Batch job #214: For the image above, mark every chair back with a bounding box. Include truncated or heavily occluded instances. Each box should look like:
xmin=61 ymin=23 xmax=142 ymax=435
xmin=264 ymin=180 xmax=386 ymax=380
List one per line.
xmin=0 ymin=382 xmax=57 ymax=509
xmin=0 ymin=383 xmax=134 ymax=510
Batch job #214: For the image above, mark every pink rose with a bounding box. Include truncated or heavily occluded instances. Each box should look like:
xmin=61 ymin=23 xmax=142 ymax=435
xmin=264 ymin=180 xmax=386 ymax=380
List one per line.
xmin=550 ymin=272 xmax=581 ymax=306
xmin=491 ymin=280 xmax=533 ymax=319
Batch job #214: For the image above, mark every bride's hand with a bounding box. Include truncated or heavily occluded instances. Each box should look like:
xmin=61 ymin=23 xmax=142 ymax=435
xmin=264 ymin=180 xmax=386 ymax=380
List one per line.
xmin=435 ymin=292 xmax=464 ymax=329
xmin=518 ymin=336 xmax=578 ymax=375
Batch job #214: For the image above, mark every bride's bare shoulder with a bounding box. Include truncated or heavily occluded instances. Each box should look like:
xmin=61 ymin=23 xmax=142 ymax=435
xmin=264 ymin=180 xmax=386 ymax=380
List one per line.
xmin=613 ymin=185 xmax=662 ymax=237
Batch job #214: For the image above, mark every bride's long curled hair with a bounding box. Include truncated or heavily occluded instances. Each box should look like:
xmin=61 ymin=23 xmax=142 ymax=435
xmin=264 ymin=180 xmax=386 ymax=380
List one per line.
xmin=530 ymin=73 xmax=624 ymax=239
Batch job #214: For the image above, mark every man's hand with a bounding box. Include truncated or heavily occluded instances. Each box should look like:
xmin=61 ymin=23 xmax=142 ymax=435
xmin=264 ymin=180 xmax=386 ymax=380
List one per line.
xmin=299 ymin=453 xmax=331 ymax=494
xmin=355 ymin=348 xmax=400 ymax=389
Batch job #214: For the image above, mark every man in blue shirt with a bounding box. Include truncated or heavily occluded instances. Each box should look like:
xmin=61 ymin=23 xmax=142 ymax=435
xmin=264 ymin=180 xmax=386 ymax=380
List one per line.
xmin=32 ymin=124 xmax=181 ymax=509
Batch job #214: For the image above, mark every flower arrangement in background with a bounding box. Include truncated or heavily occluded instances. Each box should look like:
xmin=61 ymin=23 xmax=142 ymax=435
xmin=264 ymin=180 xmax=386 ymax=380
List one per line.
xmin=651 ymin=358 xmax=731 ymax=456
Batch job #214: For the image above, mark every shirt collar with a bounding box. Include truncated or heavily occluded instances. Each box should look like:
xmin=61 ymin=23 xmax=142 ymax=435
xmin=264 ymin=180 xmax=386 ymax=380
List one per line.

■ ■ ■ ■

■ **Work instructions**
Could you reproduce every line of the data above verbatim, with no changes?

■ **Output below**
Batch job #214: For the image above, mark every chair back with a bounding box. Include truncated or heavily occluded instances. Each box should look like:
xmin=61 ymin=23 xmax=142 ymax=435
xmin=264 ymin=180 xmax=386 ymax=380
List one per line.
xmin=0 ymin=382 xmax=57 ymax=509
xmin=0 ymin=383 xmax=134 ymax=510
Batch job #214: For the image above, mark every pink rose with a bounding box. Include truncated or heavily occluded instances. Each box should look like:
xmin=61 ymin=23 xmax=142 ymax=435
xmin=264 ymin=180 xmax=386 ymax=380
List one per line.
xmin=550 ymin=272 xmax=581 ymax=306
xmin=491 ymin=280 xmax=533 ymax=319
Batch job #214: For the image above, mark every bride's hand with a bounding box. Include truncated or heavily occluded instances. Each box should look like:
xmin=61 ymin=23 xmax=142 ymax=435
xmin=264 ymin=180 xmax=386 ymax=380
List one per line.
xmin=435 ymin=292 xmax=464 ymax=329
xmin=518 ymin=336 xmax=578 ymax=375
Batch job #214: For the image above, mark every bride's bare shoulder with a bounding box. Include truncated or heavily occluded instances. Each box should look like:
xmin=61 ymin=23 xmax=142 ymax=435
xmin=264 ymin=180 xmax=386 ymax=380
List one per line.
xmin=613 ymin=185 xmax=662 ymax=237
Batch job #214: For the image above, mark every bride's long curled hair with a bounding box. Include truncated or heavily occluded instances. Each box should look like:
xmin=61 ymin=23 xmax=142 ymax=435
xmin=264 ymin=180 xmax=386 ymax=380
List one per line.
xmin=530 ymin=73 xmax=624 ymax=239
Batch job #214: For the image above, mark every man's hand with a bounding box. Include truncated or heavily occluded instances. Each box should look like:
xmin=61 ymin=23 xmax=142 ymax=435
xmin=264 ymin=180 xmax=386 ymax=380
List one per line.
xmin=299 ymin=453 xmax=331 ymax=494
xmin=355 ymin=348 xmax=400 ymax=389
Batch job #214: For the image above, mark every man in blue shirt with a bounding box. Include truncated or heavily occluded instances. Each box should look like:
xmin=61 ymin=23 xmax=142 ymax=435
xmin=264 ymin=180 xmax=386 ymax=380
List one per line.
xmin=32 ymin=124 xmax=181 ymax=509
Batch job #214: For the image above, mark every flower arrangement in background with a bounding box. Include truncated or heavily occluded instances. Each box should look like:
xmin=61 ymin=23 xmax=142 ymax=435
xmin=264 ymin=180 xmax=386 ymax=380
List one per line.
xmin=651 ymin=358 xmax=731 ymax=456
Batch job #214: For the image above, mark every shirt collar with a bounding box. Include truncated or heavily occluded instances. Each box should look like:
xmin=61 ymin=23 xmax=142 ymax=435
xmin=264 ymin=180 xmax=386 ymax=380
List one per line.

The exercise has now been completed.